Start of Passage provided

Margaret Ann "Meg" Ryan (born May 23, 1964) is a senior judge of the United States Court of Appeals for the Armed Forces. She joined the court in 2006 after being nominated by President George W. Bush. Her term expired on July 31, 2020.

Early life and education 
Born in Chicago, Illinois, Ryan attended Homewood-Flossmoor High School, and graduated from Knox College with a Bachelor of Arts degree in political science in 1985. Ryan attended law school under the Marine Corps Law Education Program at the University of Notre Dame Law School, where she also was a member of the Notre Dame Law Review. She received  her Juris Doctor degree, summa cum laude,  in 1995 and was awarded the Colonel William J. Hoynes Award as valedictorian of her class.

Legal career 
Following graduation from Knox College, Ryan served on active duty for the United States Marine Corps from 1988 to 1992, and again following Law School graduation as a judge advocate from 1995 to 1999. Ryan served in units within the II & III Marine Expeditionary Forces as a Staff Officer, Company Commander, Platoon Commander, and Operations Officer. Judge Ryan's tours included deployments to the Philippines, during a coup attempt, and to Saudi Arabia during Desert Shield and Desert Storm.  As a Judge Advocate General (JAG) officer, Ryan served as a Trial Counsel and Chief Trial Counsel in Okinawa, Japan and Quantico, Virginia. Ryan was then selected by General Charles C. Krulak, Commandant of the Marine Corps, to serve as his Aide de Camp.

Ryan was law clerk to Judge J. Michael Luttig of the United States Court of Appeals for the Fourth Circuit, and then to Justice Clarence Thomas of the United States Supreme Court in 2001–2002.

Prior to joining the court, Ryan was in private practice. She was at Wiley Rein LLP from 2004 until her appointment to the court. Before that she was with Bartlit Beck Herman Palenchar & Scott from 2002 to 2004 and Cooper, Carvin & Rosenthal from 1999 to 2000.

As of 2022, she is the J.J. Clynes Endowed Visiting Professor of Law at Notre Dame Law School, where she teaches Evidence, Military Law, and Constitutional Issues in the Military Justice System. Judge Ryan is also a Lecturer on Law at Harvard Law School and an elected member of the American Law Institute.

End of Passage provided
Start of Data section

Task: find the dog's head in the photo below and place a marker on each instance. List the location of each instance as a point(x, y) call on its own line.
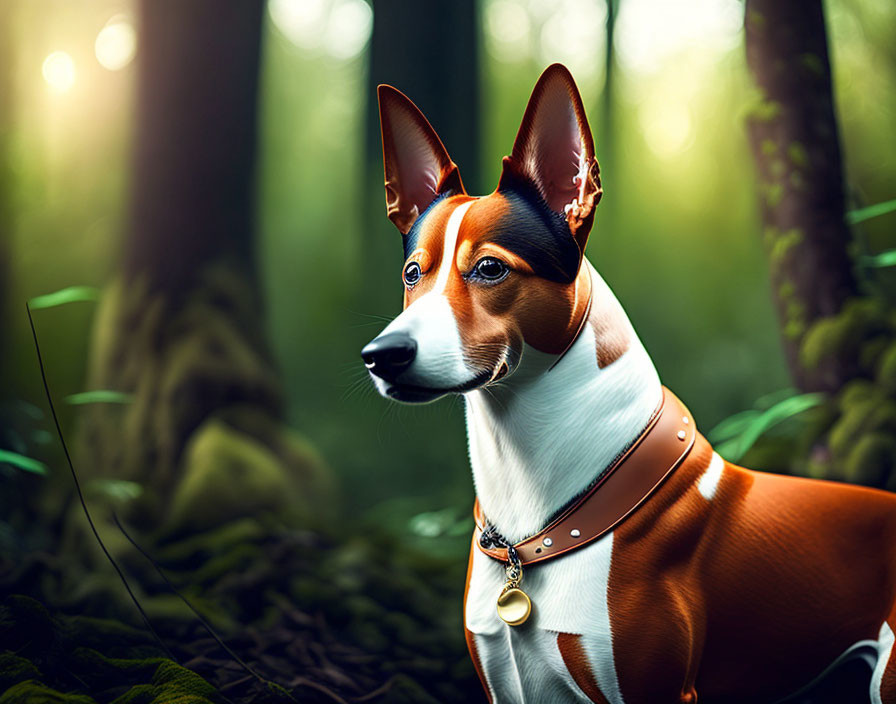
point(483, 276)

End of Data section

▸ **Aim**:
Return the passage from "Early life and" to "of her class." in the text on Margaret Ryan, copied exactly.

▸ **Result of this task**:
Early life and education 
Born in Chicago, Illinois, Ryan attended Homewood-Flossmoor High School, and graduated from Knox College with a Bachelor of Arts degree in political science in 1985. Ryan attended law school under the Marine Corps Law Education Program at the University of Notre Dame Law School, where she also was a member of the Notre Dame Law Review. She received  her Juris Doctor degree, summa cum laude,  in 1995 and was awarded the Colonel William J. Hoynes Award as valedictorian of her class.